Format every line of the items below as a JSON list of strings, one string per line, skipping any blank lines.

SUPPLIED DATA
_ _ _ _ _
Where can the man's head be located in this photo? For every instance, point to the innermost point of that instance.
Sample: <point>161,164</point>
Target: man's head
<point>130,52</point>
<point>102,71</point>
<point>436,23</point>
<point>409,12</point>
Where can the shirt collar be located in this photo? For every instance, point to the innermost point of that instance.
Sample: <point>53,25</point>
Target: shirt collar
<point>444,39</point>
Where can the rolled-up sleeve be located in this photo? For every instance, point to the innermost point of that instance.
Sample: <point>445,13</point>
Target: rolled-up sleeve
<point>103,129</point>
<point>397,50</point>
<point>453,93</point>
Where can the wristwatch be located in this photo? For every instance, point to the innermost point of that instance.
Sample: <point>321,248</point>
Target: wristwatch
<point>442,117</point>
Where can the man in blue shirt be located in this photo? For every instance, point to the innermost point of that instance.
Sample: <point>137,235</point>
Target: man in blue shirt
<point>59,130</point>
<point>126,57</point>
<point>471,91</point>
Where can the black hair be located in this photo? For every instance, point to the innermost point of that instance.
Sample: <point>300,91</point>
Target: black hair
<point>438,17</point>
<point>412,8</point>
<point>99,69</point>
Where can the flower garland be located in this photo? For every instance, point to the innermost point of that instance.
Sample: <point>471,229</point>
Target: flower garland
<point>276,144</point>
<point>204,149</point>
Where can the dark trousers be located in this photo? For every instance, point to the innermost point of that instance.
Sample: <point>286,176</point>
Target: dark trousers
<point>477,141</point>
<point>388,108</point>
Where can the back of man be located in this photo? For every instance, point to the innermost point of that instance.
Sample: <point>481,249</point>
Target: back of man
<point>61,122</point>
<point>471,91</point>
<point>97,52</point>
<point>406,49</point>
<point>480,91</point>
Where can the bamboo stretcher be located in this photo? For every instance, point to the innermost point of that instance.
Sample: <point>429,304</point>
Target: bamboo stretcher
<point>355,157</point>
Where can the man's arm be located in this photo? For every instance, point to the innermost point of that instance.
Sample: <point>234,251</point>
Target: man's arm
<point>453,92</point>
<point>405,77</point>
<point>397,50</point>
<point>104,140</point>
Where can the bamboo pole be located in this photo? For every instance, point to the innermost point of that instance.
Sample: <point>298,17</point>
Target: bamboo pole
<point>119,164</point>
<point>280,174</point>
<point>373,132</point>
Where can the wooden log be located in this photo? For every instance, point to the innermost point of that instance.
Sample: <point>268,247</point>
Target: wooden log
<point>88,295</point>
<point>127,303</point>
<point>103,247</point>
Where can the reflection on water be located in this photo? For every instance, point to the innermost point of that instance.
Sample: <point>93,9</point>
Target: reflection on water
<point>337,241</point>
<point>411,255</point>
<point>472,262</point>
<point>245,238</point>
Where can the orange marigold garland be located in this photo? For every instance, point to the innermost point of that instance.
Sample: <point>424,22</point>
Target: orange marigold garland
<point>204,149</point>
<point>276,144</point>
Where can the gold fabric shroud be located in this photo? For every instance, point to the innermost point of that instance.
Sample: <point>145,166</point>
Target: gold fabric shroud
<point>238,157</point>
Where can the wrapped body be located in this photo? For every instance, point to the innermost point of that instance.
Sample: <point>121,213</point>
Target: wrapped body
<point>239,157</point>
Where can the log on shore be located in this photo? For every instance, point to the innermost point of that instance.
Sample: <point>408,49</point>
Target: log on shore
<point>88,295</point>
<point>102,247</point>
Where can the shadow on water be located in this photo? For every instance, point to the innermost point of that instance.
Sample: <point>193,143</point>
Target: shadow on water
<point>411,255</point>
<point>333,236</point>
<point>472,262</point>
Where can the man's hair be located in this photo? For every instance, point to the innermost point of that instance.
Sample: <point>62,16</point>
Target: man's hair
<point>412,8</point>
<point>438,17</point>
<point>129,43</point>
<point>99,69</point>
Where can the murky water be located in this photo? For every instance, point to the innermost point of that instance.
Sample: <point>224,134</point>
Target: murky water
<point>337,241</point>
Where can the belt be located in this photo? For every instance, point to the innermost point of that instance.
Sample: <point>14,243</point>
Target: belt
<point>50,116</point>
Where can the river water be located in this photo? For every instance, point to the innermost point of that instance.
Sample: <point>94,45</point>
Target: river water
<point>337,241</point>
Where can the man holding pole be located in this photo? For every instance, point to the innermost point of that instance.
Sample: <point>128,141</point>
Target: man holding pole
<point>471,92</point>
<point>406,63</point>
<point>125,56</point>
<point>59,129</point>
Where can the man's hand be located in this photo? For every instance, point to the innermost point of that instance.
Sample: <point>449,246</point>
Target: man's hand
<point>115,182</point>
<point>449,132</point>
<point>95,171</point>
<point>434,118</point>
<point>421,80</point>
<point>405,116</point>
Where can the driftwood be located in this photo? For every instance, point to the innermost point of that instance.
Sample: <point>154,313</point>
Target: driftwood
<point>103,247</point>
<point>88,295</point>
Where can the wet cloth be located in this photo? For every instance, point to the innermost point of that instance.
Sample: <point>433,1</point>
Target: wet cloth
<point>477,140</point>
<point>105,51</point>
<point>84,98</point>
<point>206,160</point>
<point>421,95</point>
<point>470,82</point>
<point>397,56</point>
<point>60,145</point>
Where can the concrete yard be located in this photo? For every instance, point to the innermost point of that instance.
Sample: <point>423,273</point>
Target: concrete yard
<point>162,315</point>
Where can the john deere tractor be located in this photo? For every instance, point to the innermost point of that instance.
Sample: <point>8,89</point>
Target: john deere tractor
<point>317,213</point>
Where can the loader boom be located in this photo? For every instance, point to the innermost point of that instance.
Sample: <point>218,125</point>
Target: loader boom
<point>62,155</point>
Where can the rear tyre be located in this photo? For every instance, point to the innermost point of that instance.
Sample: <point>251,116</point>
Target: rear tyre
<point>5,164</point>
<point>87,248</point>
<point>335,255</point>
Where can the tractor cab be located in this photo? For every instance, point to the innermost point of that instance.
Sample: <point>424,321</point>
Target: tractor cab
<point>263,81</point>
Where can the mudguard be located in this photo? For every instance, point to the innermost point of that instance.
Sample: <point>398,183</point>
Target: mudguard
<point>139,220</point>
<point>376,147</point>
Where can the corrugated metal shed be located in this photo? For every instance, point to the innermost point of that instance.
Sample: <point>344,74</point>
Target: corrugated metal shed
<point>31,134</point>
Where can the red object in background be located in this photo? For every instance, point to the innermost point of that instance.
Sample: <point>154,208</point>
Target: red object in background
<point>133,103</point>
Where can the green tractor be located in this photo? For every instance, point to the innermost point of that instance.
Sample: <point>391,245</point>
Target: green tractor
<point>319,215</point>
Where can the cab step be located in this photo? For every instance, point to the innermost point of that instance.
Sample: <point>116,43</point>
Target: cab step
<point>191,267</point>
_ _ _ _ _
ANSWER FOR THIS EXERCISE
[
  "Where can the man's head be located in this photo? For every instance, point to the innermost point of that instance.",
  "Sample: <point>161,164</point>",
  "Target: man's head",
  "<point>130,52</point>",
  "<point>102,71</point>",
  "<point>436,23</point>",
  "<point>409,12</point>",
  "Where can the shirt collar be located in this photo? For every instance, point to the innermost point of that instance.",
  "Sample: <point>53,25</point>",
  "Target: shirt collar",
  "<point>444,39</point>",
  "Where can the rolled-up sleeve be located in this photo? For every instance, point to the innermost point of that instance.",
  "Sample: <point>445,13</point>",
  "Target: rolled-up sleeve",
  "<point>103,129</point>",
  "<point>397,50</point>",
  "<point>453,93</point>",
  "Where can the wristwatch be located in this photo? For every instance, point to the innermost point of that instance.",
  "Sample: <point>321,248</point>",
  "Target: wristwatch",
  "<point>442,117</point>",
  "Where can the man in blue shirt be located in this photo? For every instance, point to the innermost point of that instance.",
  "Sample: <point>137,235</point>",
  "Target: man in blue shirt",
  "<point>59,130</point>",
  "<point>126,57</point>",
  "<point>471,91</point>",
  "Where can the black hair be located in this photo? For every instance, point to the innermost point of that instance.",
  "Sample: <point>300,91</point>",
  "Target: black hair",
  "<point>438,17</point>",
  "<point>412,8</point>",
  "<point>99,69</point>",
  "Where can the flower garland be located in this photo? For every instance, point to the innermost point of that instance.",
  "Sample: <point>471,229</point>",
  "Target: flower garland",
  "<point>276,144</point>",
  "<point>204,149</point>",
  "Where can the dark trousers be located in this photo? For every instance, point to the innermost point of that instance.",
  "Sample: <point>286,176</point>",
  "Target: dark trousers",
  "<point>477,141</point>",
  "<point>388,108</point>",
  "Where can the back of man be located in this photo? For every instance, point to the innermost point of that instance.",
  "Sample: <point>481,249</point>",
  "Target: back of man",
  "<point>61,122</point>",
  "<point>471,91</point>",
  "<point>97,52</point>",
  "<point>406,49</point>",
  "<point>480,91</point>",
  "Where can the bamboo stretcher be located in this photo? For every instance, point to the innermost point of that instance.",
  "Sample: <point>429,304</point>",
  "Target: bamboo stretcher",
  "<point>355,157</point>",
  "Where can the man's arm be located in this photo? For every instance, point to the innermost point of that instance.",
  "Sample: <point>234,251</point>",
  "Target: man's arm",
  "<point>453,92</point>",
  "<point>405,77</point>",
  "<point>397,50</point>",
  "<point>104,140</point>",
  "Where can the bamboo pole be located in this photo? For every instance, point to the innermost point of that instance.",
  "Sample: <point>298,17</point>",
  "Target: bamboo pole",
  "<point>119,164</point>",
  "<point>280,174</point>",
  "<point>373,132</point>",
  "Where can the wooden log be located in this photo? For every instance, point to the innermost point of that instance.",
  "Sample: <point>268,247</point>",
  "Target: wooden log",
  "<point>88,295</point>",
  "<point>127,303</point>",
  "<point>103,247</point>",
  "Where can the reflection on water be located in this photo? For every instance, point to the innermost point of that instance.",
  "Sample: <point>93,9</point>",
  "Target: reflection on water",
  "<point>337,241</point>",
  "<point>411,255</point>",
  "<point>472,262</point>",
  "<point>245,238</point>",
  "Where can the orange marigold garland be located in this photo? For every instance, point to the innermost point of that instance.",
  "Sample: <point>424,22</point>",
  "Target: orange marigold garland",
  "<point>204,149</point>",
  "<point>276,144</point>",
  "Where can the gold fabric shroud be located in this photo? For every instance, point to the innermost point of that instance.",
  "Sample: <point>145,166</point>",
  "Target: gold fabric shroud",
  "<point>238,157</point>",
  "Where can the wrapped body be located in this photo? For every instance, point to the innermost point of that instance.",
  "Sample: <point>121,213</point>",
  "Target: wrapped body",
  "<point>239,157</point>",
  "Where can the log on shore be located in this photo? For every instance, point to the innermost point of that instance.",
  "Sample: <point>408,49</point>",
  "Target: log on shore",
  "<point>88,295</point>",
  "<point>102,247</point>",
  "Where can the shadow on water be located in this photo? For every instance, point to the innermost point of that instance.",
  "Sample: <point>193,143</point>",
  "Target: shadow on water",
  "<point>411,255</point>",
  "<point>333,236</point>",
  "<point>472,262</point>",
  "Where can the man's hair be located in this photo? For every instance, point to the innermost point of that instance.",
  "Sample: <point>62,16</point>",
  "Target: man's hair",
  "<point>412,8</point>",
  "<point>438,17</point>",
  "<point>129,43</point>",
  "<point>99,69</point>",
  "Where can the murky water be located in this photo? For every instance, point to the innermost point of that instance.",
  "Sample: <point>224,134</point>",
  "Target: murky water",
  "<point>337,241</point>",
  "Where can the belt be located in this photo? For every instance, point to the innermost point of that instance.",
  "Sample: <point>14,243</point>",
  "Target: belt",
  "<point>50,116</point>",
  "Where can the river water be located in this photo? For every instance, point to the innermost point of that instance.",
  "Sample: <point>94,45</point>",
  "Target: river water",
  "<point>337,241</point>",
  "Where can the man holding pole be located in this photo? For every instance, point to the innermost point of that instance.",
  "Sample: <point>128,141</point>",
  "Target: man holding pole",
  "<point>471,92</point>",
  "<point>406,63</point>",
  "<point>125,56</point>",
  "<point>59,129</point>",
  "Where can the man's hand be located in this photo? For every instance, point to the innermost point of that instance.",
  "Sample: <point>449,246</point>",
  "Target: man's hand",
  "<point>115,182</point>",
  "<point>449,132</point>",
  "<point>95,171</point>",
  "<point>434,118</point>",
  "<point>421,80</point>",
  "<point>405,116</point>",
  "Where can the driftwood be located in this photo? For every instance, point to the innermost point of that instance.",
  "Sample: <point>154,313</point>",
  "Target: driftwood",
  "<point>103,247</point>",
  "<point>88,295</point>",
  "Where can the wet cloth be located in this photo? For every instance, point to the innermost point of that instance.",
  "Sample: <point>433,1</point>",
  "Target: wet cloth",
  "<point>477,140</point>",
  "<point>105,51</point>",
  "<point>84,98</point>",
  "<point>206,160</point>",
  "<point>421,95</point>",
  "<point>470,82</point>",
  "<point>397,56</point>",
  "<point>60,145</point>",
  "Where can the concrete yard be located in this photo? For every instance, point to the innermost point of that instance.",
  "Sample: <point>423,273</point>",
  "Target: concrete yard",
  "<point>162,315</point>",
  "Where can the john deere tractor be located in this photo? For every instance, point to the innermost point of that instance.",
  "Sample: <point>8,89</point>",
  "Target: john deere tractor",
  "<point>317,213</point>",
  "Where can the loader boom be located in this photo? For every instance, point to the innermost point of that instance.",
  "Sample: <point>218,125</point>",
  "Target: loader boom",
  "<point>62,155</point>",
  "Where can the rear tyre be located in this photo? For every instance, point to the innermost point of that instance.",
  "Sample: <point>251,116</point>",
  "Target: rear tyre",
  "<point>5,164</point>",
  "<point>87,248</point>",
  "<point>335,255</point>",
  "Where can the tractor cab be located in this photo? For every instance, point to the innermost point of that instance.",
  "Sample: <point>424,321</point>",
  "Target: tractor cab",
  "<point>263,81</point>",
  "Where can the mudguard be located in this photo? For every instance, point to the innermost point of that instance.",
  "Sample: <point>398,183</point>",
  "Target: mudguard",
  "<point>139,220</point>",
  "<point>376,147</point>",
  "Where can the corrugated metal shed be located in this photo? For every instance, point to the innermost point of that instance.",
  "Sample: <point>344,74</point>",
  "Target: corrugated metal shed",
  "<point>31,134</point>",
  "Where can the red object in background be located in this photo? For every instance, point to the innermost point of that instance.",
  "Sample: <point>154,208</point>",
  "Target: red object in background",
  "<point>133,103</point>",
  "Where can the green tractor be located in this photo? For every instance, point to the innermost point of that instance.",
  "Sample: <point>391,245</point>",
  "Target: green tractor",
  "<point>319,215</point>",
  "Where can the cab step be located in this photo? For every instance, point to the innermost point of that instance.",
  "Sample: <point>116,43</point>",
  "Target: cab step",
  "<point>191,267</point>"
]